======== TEXTAUSZUG ========
Noch schlimmer; es sind ausgerechnet seine Brüder im Geiste, Johnson und Bolsonaro, bei denen Covid19 am schlimmsten wütet. Ausgerechnet die selbsternannten starken Führer versagen bei der Führung durch die Corona-Krise.
Viel schlimmer war aber Trumps Abstieg in den White-House-Bunker als in Washington protestiert wurde.


Dadurch wirkte ihr Cult-Leader nicht als strahlender mutiger Held, sondern wie ein Feigling, der sich vor seinem Volk verkriechen muss.
Trump erkannte offenbar die fatale Wirkung dieser Bilder und versuchte gestern mit mehreren drastischen Photo-Ops gegenzusteuern.
 

Nicht nur wedelte er vor der nahegelegenen evangelischen Kirche mit der Bibel, sondern er latschte mit Melania gleich noch zu einem katholischen Schreib, um John-Paul-II zu huldigen.
Blöderweise waren in beiden Fällen die zuständigen Bischöfe stinksauer und äußerten das auch öffentlich.

 [….] Die anglikanische US-Bischöfin Mariann Edgar Budde hat sich von einem Auftritt von Präsident Donald Trump vor der als „Kirche der Präsidenten“ titulierten St.-Johns-Kirche in Washington am Montag distanziert. Sie sei „empört“ über Trumps Verhalten.
„Der Präsident benutzt ausgerechnet eine Bibel, den heiligsten Text der jüdisch-christlichen Tradition, und eine der Kirchen meiner Diözese ohne Erlaubnis als Hintergrund für eine Botschaft, die in Widerspruch zu den Lehren Jesu und allem steht, wofür unsere Kirchen stehen“, sagte die Bischöfin der Episkopalkirche dem Sender CNN (Montag Ortszeit).
Auch sei sie „empört“, dass der Präsident nicht gebetet habe, als er zur Kirche kam. [….]

Anders als halbwegs liberale Christen bin ich der Meinung, daß die Bibel hervorragend zu Trump und seinen Anhängern passt.
Es wird ihm aber schaden, wenn sich ausgerechnet Bischöfe gegen ihn stellen.
======== ERFASSTE DATEN ========
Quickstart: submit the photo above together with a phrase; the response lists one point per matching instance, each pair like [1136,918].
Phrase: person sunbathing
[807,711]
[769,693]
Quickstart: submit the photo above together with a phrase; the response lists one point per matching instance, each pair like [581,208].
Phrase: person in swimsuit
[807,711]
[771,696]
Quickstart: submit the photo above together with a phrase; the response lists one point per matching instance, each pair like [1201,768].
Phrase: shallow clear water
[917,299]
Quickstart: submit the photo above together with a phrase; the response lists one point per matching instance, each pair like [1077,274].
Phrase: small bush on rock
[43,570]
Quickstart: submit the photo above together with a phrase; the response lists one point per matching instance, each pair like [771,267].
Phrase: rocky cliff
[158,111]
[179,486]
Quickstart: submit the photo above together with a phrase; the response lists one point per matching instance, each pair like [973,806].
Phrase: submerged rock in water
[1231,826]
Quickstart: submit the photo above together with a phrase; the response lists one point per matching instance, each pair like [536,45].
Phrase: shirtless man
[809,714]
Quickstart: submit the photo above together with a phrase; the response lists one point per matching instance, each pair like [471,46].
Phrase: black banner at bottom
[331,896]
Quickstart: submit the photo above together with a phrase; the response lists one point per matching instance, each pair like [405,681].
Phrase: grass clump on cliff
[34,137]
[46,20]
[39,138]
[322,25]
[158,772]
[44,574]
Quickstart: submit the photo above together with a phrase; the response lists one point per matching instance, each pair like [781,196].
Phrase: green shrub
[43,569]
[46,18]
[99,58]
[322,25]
========
ARBEITSAUFTRAG: Schreib aus dem Textauszug oben die Stelle wortgetreu ab, die mit „Dadurch wirkte ihr“ anfängt und bis einschließlich „John-Paul-II zu huldigen.“ geht.

ANTWORT FOLGT:
Dadurch wirkte ihr Cult-Leader nicht als strahlender mutiger Held, sondern wie ein Feigling, der sich vor seinem Volk verkriechen muss.
Trump erkannte offenbar die fatale Wirkung dieser Bilder und versuchte gestern mit mehreren drastischen Photo-Ops gegenzusteuern.
 

Nicht nur wedelte er vor der nahegelegenen evangelischen Kirche mit der Bibel, sondern er latschte mit Melania gleich noch zu einem katholischen Schreib, um John-Paul-II zu huldigen.